Would you retype the line that contains "Target: green reflection in water" and all lines following it to the end of the entries below, exactly and without pictures?

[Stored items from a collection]
--- --- ---

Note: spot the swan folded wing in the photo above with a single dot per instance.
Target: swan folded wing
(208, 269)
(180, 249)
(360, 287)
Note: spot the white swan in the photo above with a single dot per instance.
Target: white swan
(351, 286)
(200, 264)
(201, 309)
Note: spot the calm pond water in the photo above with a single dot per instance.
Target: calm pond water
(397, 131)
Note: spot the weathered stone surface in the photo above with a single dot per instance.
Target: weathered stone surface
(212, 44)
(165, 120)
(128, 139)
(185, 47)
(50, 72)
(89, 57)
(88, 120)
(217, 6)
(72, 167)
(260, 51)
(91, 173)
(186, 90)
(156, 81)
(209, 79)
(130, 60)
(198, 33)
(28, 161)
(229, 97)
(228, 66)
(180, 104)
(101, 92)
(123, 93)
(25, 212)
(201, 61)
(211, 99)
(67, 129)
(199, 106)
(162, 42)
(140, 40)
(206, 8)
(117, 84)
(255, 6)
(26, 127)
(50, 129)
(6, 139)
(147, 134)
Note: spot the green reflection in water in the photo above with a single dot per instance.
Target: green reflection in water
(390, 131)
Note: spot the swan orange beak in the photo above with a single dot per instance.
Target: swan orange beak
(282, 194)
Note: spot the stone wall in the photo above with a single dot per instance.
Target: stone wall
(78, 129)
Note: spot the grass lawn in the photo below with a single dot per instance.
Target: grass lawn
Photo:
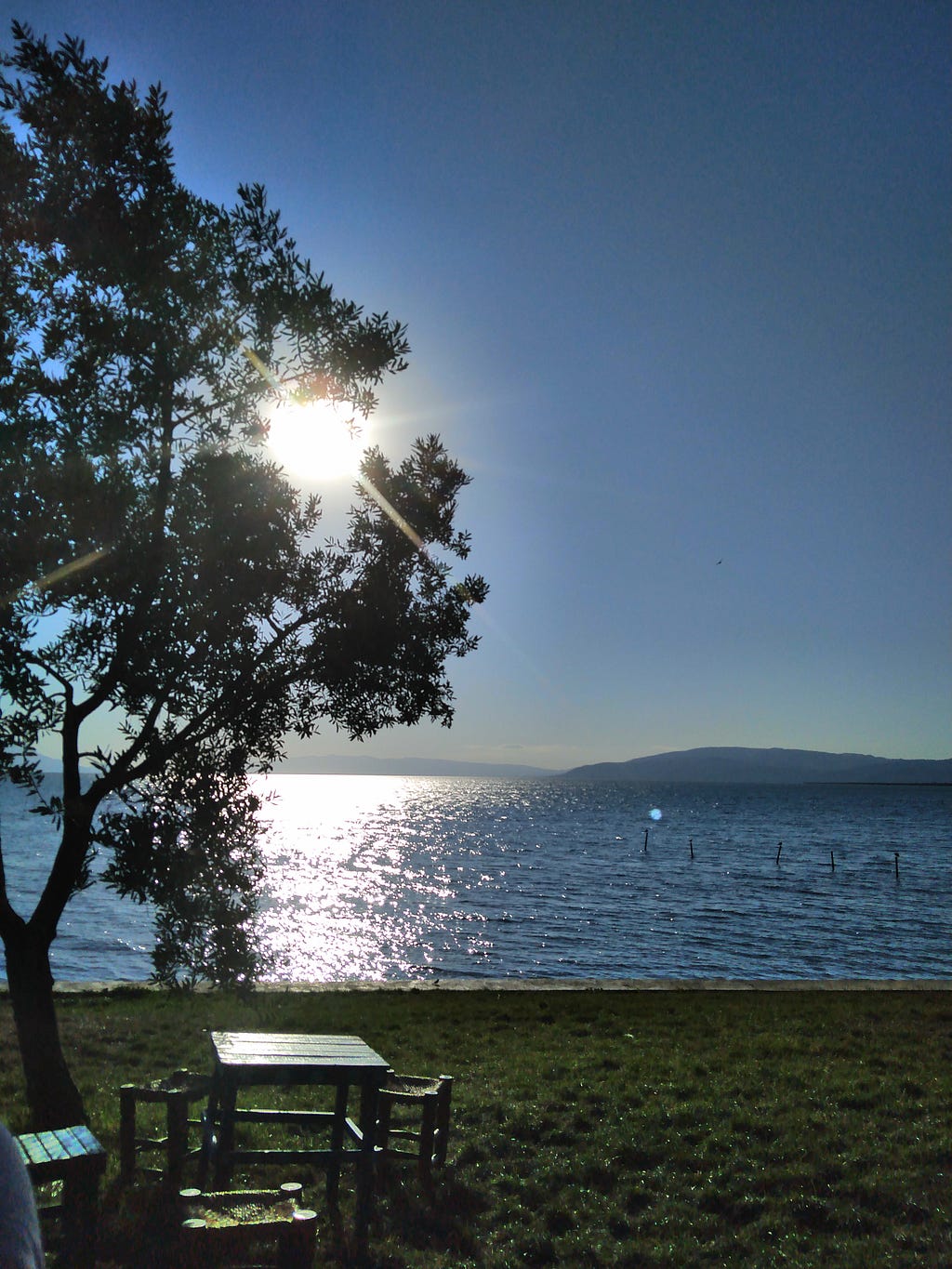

--- --- ---

- [SOLUTION TO THIS TASK]
Target: green reflection in water
(390, 131)
Note: spot the swan orange beak in the photo above with a single dot per instance.
Target: swan orange beak
(282, 194)
Note: spot the stone wall in the photo above with a single dot per instance.
Target: stone wall
(78, 129)
Note: spot the grass lawn in the photo below with a single dot per instance.
Target: grass lawn
Photo:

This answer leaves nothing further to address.